*Teks yang Diberikan:*
════════════════
Terkait tudingan dari kaum nashibi dan pembenci Habaib bahwa nasab Rasulullah SAW telah terputus, Habib Ali Zaenal Abidin Al Kaff dalam sebuah kajian menyampaikan, keberadaan keturunan Rasulullah SAW sebenarnya telah disampaikan dalam berbagai hadis, bahkan Al-Quran.
Dalam hadis sahih, Rasulullah SAW pernah menyampaikan bahwa pada akhir zaman nanti, Allah SWT akan mengutus seorang Imam Mahdi untuk mengajak umat muslim melakukan kebaikan.
Rasulullah SAW pun berkata, “Dan dia adalah keturunanku.”
Bermula dari hadis tersebut, maka secara akal sehat manusia dapat disebut bahwa keturunan Rasulullah SAW pasti ada saat ini. Pasalnya, Rasulullah SAW sudah menegaskan bahwa keturunannya akan menjadi Imam Mahdi saat akhir zaman.
“Secara akal, maka apakah mungkin keturunan Rasulullah SAW itu tiba-tiba muncul di akhir zaman?” kata Habib Ali Al-Kaff.
Bukan hanya itu. Keberadaan keturunan Rasulullah SAW juga ada di dalam Al-Quran. Allah SWT berfirman, “Sesungguhnya dia yang mengatakan engkau tidak memiliki keturunan wahai Muhammad, dialah yang tidak memiliki keturunan.”
Dalam hadis yang diriwayatkan Imam Ahmad, Rasulullah SAW mengatakan, anak dari Fatimah merupakan keturunan Nabi Muhammad SAW. Rasulullah SAW pun berkata, “Setiap anak yang dilahirkan ibunya bernasab kepada ayahnya, kecuali anak-anak dari Fatimah. Akulah wali mereka, akulah nasab mereka dan akulah ayah mereka.”
Fatimah merupakan salah satu putri kesayangan Rasulullah SAW yang dikaruniai dua orang putra. Keduanya adalah Hasan dan Husein yang merupakan cucu Nabi Muhammad SAW dan bernasab kepada Nabi Muhammad SAW.
Berbeda dengan cucu Rasulullah SAW lain yang bernasabkan pada ayahnya masing-masing.
════════════════
*Catatan Data:*
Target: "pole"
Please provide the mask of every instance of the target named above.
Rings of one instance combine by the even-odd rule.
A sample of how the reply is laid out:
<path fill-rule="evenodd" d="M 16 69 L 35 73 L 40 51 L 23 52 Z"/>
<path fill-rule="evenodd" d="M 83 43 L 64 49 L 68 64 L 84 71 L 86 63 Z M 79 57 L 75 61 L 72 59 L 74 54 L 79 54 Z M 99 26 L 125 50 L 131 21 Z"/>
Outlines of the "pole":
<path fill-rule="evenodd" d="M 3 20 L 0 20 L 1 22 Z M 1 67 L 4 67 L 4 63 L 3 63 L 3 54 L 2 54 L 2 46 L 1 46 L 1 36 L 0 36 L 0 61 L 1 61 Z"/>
════════════════
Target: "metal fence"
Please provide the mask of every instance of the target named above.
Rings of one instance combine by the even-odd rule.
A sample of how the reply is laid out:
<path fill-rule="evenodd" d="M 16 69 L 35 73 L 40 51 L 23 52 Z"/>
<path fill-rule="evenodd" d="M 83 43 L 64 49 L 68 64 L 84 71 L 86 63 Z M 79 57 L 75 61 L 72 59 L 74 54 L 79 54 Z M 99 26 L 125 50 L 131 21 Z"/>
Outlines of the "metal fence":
════════════════
*Bagian Latihan:*
(a) Menurut teks tentang nasab Rasulullah SAW, siapa nama kedua putra Fatimah?
(b) Terjemahkan ke dalam bahasa Inggris kalimat dari teks tentang nasab Rasulullah SAW ini: "Fatimah merupakan salah satu putri kesayangan Rasulullah SAW yang dikaruniai dua orang putra."
(c) Lanjutkan teks tentang nasab Rasulullah SAW setelah kalimat terakhirnya.

*Hasil Tugas:*
(a) Hasan dan Husein.

(b) Fatimah was one of the beloved daughters of the Messenger of Allah (SAW), and she was blessed with two sons.

(c)
Dalam berbagai kisah disebutkan bahwa Rasulullah SAW telah dikaruniai tujuh anak. Tiga di antaranya adalah laki-laki dan empat perempuan. Ketujuh anak Rasulullah SAW itu adalah Qasim, Abdullah, Ibrahim, Zaenab, Ruqoiyah, Ummu Kultsum, dan Fatimah Azzahra
Nama marga / fam Shihab, Alatas, Assegaf, Alhabsyi, Alaydrus, Bin Syech Abubakar, Almunawar, Almusawwa, Alhaddad, Mauladdawilah, Aljufri, Alhamid, bin Yahya, Baraqba, Banahsan, Albahar, Assyatiri dan lain-lain adalah sekian dari banyak contoh nama yang kerap terdengar di telinga.
Habib Rizieq Shihab dan Dr Salim Segaf Aljufri (Dewan Syuro PKS) adalah beberapa contoh kalangan Habaib.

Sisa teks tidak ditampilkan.